-- Information shown start --

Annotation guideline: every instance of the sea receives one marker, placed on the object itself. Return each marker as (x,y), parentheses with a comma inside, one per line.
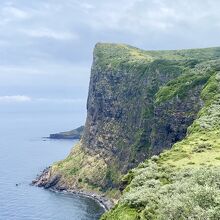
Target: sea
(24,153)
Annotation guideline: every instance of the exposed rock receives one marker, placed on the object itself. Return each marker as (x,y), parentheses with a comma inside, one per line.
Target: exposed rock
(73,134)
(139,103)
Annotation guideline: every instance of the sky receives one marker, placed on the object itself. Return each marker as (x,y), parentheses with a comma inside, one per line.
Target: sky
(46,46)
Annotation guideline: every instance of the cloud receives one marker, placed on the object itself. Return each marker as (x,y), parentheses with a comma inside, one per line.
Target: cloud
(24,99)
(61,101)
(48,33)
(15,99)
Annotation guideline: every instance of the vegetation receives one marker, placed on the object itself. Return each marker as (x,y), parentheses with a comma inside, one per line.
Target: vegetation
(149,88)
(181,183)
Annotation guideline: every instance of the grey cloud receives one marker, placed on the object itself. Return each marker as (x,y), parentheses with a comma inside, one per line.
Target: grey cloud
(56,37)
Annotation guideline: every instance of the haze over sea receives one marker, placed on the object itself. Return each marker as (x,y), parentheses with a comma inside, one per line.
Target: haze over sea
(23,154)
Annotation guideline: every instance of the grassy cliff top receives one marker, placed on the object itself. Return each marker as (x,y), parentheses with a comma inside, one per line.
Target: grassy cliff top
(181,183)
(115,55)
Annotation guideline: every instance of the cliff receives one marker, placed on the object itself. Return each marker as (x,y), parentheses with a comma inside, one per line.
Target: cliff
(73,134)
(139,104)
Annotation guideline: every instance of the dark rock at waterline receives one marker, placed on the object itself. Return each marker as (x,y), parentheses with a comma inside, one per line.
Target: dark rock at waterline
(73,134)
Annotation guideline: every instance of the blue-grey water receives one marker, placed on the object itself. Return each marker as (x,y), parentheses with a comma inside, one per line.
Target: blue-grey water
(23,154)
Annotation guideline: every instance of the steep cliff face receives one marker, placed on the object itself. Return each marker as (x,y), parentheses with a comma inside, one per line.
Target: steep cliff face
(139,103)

-- Information shown end --
-- Information shown start --

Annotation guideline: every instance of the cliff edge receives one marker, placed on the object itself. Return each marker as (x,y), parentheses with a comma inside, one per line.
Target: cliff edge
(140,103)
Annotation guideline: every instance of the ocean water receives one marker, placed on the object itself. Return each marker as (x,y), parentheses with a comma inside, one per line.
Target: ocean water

-- Information shown end --
-- Information shown start --

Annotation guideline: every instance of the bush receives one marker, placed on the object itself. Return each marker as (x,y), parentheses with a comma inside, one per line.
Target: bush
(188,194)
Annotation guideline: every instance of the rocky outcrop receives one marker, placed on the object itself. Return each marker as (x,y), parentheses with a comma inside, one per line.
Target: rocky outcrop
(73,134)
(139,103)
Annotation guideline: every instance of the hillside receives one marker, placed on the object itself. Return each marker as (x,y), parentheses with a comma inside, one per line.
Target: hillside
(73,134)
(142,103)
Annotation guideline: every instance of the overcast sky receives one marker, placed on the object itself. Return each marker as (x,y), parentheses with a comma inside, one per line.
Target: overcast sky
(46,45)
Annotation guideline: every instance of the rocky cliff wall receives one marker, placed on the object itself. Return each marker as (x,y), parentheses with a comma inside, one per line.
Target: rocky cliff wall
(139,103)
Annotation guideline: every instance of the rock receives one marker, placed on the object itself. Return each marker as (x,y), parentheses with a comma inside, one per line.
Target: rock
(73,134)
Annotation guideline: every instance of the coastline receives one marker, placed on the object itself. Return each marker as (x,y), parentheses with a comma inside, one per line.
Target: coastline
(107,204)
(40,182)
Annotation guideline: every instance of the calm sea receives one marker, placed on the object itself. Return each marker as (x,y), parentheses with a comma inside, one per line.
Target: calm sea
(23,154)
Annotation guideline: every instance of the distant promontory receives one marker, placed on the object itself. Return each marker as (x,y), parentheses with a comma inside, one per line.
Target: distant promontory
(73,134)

-- Information shown end --

Reproduce the items above verbatim, from the line containing "Annotation guideline: every instance of the ocean" to the line containing "Target: ocean water", including both of those lines.

Annotation guideline: every instance of the ocean water receives one marker, placed on the object itself. Return each marker as (x,y), parentheses with a comma inside, one per line.
Target: ocean water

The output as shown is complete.